■ Text shown ■
=== Section Start ===
A smooth transition also requires the retention of key personnel. “Today, most comprehensive advisory relationships are team-centric in nature,” says Gerald Goldberg, CEO and co-founder of GYL Financial Synergies in West Hartford, Conn. Any success plan should include “strategies aimed at attracting, developing and retaining quality team members.”

Your vanity must be tempered, too. “Don’t define the business as your personality,” says David Canter, president of Bluespring Wealth Partners, an Austin, Texas-based acquirer of wealth management firms. “In other words, don’t embody the business [or think of it as] intrinsic and interchangeable with the principal or principals. Build an ensemble that works together in a cohesive fashion.”

Harold Buckner, Bluespring’s vice president of business consulting, adds that business owners “should really consider how they are structuring the business so that succession is natural.”
=== Section End ===
Please continue the passage on succession planning for advisory firms, starting right after its final sentence.

■ Region pointing data ■
=== Section Start ===
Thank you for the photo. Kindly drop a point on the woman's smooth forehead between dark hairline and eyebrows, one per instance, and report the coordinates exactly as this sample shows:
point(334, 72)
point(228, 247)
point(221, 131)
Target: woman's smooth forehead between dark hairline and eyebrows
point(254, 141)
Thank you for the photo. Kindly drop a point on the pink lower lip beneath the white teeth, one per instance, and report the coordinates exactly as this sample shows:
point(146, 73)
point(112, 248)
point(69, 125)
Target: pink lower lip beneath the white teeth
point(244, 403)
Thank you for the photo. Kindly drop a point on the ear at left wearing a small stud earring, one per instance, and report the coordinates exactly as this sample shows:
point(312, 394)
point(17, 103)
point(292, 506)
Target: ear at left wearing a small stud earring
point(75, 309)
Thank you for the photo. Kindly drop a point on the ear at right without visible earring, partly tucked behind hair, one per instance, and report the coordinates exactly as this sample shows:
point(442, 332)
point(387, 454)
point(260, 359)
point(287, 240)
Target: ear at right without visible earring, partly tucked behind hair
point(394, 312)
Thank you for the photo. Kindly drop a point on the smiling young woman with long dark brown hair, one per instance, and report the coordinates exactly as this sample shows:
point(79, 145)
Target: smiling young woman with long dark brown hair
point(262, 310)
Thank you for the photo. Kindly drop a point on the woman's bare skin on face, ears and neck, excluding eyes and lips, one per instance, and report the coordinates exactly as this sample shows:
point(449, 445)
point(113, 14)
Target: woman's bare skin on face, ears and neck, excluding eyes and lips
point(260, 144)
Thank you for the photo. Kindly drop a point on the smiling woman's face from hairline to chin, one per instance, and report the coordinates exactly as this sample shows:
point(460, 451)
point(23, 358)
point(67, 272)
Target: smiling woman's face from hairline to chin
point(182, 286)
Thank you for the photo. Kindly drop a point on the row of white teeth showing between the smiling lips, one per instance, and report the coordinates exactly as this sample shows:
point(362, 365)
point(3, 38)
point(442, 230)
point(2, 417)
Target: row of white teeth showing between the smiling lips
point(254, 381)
=== Section End ===
■ Reply ■
Also consider that the younger advisors who could be tapped to lead your firm in the future may have their own worthwhile ideas about how to improve the business. Such next-generation initiatives may include “increasing marketing efforts, revamping the website or technology, [or] upgrading old methods to help systematize and automate the business,” says Corey Briggs, a wealth manager at Plaza Advisory Group (a Steward Partners affiliate) in St. Louis.

Taking all this into account may seem daunting. But advisors who face the task will see benefits long before they turn out the lights for the last time.

A good succession plan will “guide their decision-making process month to month and year over year, and allow them to work towards their vision,” says Robert Lipsey, chief business counsel at the Hamburger Law Firm in New York City. “Failing to plan is planning to fail.”